A homeless advocate has travelled more than 300 kilometres from Calgary to Edmonton to raise awareness about Indigenous people living on the streets.
Vee Duncan set out from Calgary on March 2 with only a few bags loaded into a shopping cart. On Tuesday, the two-spirited man was welcomed by a large crowd at the Alberta legislature. Duncan, who has experienced homelessness and addiction, said seeing the level of support was really moving.
The 33-year-old said issues around Indigenous mental health, homelessness and reconciliation need to change.
“There’s not enough being done,” Duncan said. “With the amount of money that the (federal) government over COVID-19 has given the province to help people, why isn’t more being done? We have a lot of federal funding. Why is the money just sitting there?”
Last year, Edmonton received $17.3 million from the federal government to provide 74 units of permanent, supportive housing for those living on the street as part of a $1-billion Rapid Housing Initiative. The federal government also announced on March 2 a nationally co-ordinated point-in-time count of homeless people, which will run from March to the end of April.
Edmonton’s homeless population at the start of the pandemic was about 1,700 people but that increased nearly to 2,000 by last summer before new efforts brought it back down to 1,750, according to Homeward Trust.
Photo by David Bloom David Bloom /David Bloom/Postmedia
For Duncan, adult life has been a cycle of being on the street and in jail.

WORK TO BE COMPLETED: Resume the article about Vee Duncan's walk from Calgary to Edmonton, starting after its final sentence. The data after this point is from a different source and has no connection to the article.

INFORMATION SUPPLIED:
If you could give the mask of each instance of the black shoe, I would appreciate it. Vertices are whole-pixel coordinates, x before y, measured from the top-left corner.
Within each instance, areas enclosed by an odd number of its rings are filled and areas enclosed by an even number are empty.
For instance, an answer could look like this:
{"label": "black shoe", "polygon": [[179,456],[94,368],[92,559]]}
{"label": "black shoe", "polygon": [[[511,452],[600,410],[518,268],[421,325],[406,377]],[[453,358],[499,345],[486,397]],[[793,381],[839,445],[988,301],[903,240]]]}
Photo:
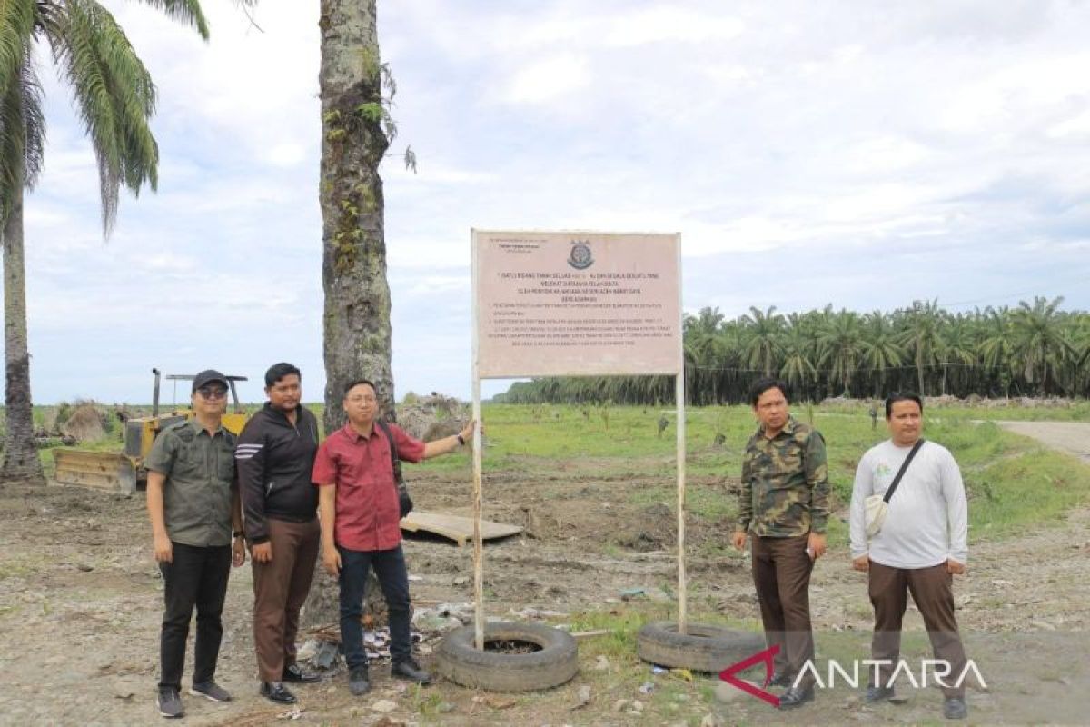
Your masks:
{"label": "black shoe", "polygon": [[262,688],[257,692],[269,702],[276,702],[277,704],[294,704],[295,695],[291,693],[287,687],[283,686],[282,681],[263,681]]}
{"label": "black shoe", "polygon": [[808,687],[806,689],[800,689],[791,687],[784,695],[779,698],[779,708],[780,710],[794,710],[800,707],[807,702],[812,702],[814,699],[814,688]]}
{"label": "black shoe", "polygon": [[231,693],[217,684],[215,681],[203,681],[201,683],[194,682],[190,687],[190,694],[193,696],[203,696],[206,700],[211,700],[213,702],[230,702]]}
{"label": "black shoe", "polygon": [[867,693],[863,694],[863,701],[868,704],[873,704],[874,702],[881,702],[883,700],[892,700],[893,698],[893,687],[868,687]]}
{"label": "black shoe", "polygon": [[772,675],[766,687],[790,687],[795,683],[795,675],[788,671],[777,671]]}
{"label": "black shoe", "polygon": [[349,671],[348,689],[355,696],[363,696],[371,691],[371,681],[367,679],[367,667],[358,666]]}
{"label": "black shoe", "polygon": [[407,658],[403,662],[395,662],[393,668],[390,669],[390,674],[395,677],[400,677],[401,679],[415,681],[417,684],[432,683],[432,675],[420,668],[420,664],[416,664],[416,662],[411,658]]}
{"label": "black shoe", "polygon": [[296,684],[308,684],[312,681],[318,681],[322,677],[314,674],[313,671],[304,671],[303,667],[298,664],[291,664],[283,668],[283,680],[293,681]]}
{"label": "black shoe", "polygon": [[965,719],[969,715],[969,707],[965,704],[965,699],[960,696],[947,696],[943,702],[943,716],[947,719]]}
{"label": "black shoe", "polygon": [[174,719],[185,714],[185,711],[182,708],[182,698],[173,687],[159,687],[157,703],[159,705],[159,714],[164,717]]}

ANSWER TO THE PROBLEM:
“There was nowhere else to go for me whenever I got out of jail,” Duncan said. “(People) have nowhere to go so they got to the homeless shelter and the chances of coming out of the shelter without relapsing or getting involved in any sort of crime are impossible.”
Originally from Williams Lake, B.C., which is nearly 240 kilometres south of Prince George, Duncan moved to Alberta 14 years ago to help his family but said addiction issues made it that impossible.
In order to help those experiencing homelessness and mental health issues, Duncan and a friend started a non-profit called Nék̓em, which means to change something.
“It’s going to be a place where men can come together and talk about abuse and trauma that they’ve experienced,” Duncan said.
As for the long trek between Alberta’s two major cities, Duncan said the most challenging part was on Day 3, when both ankles and feet became swollen and covered in blisters because of the winter boots they were wearing. Thankfully, a friend brought some running shoes to Duncan, who was able to ice the swollen feet while the friend pulled the cart.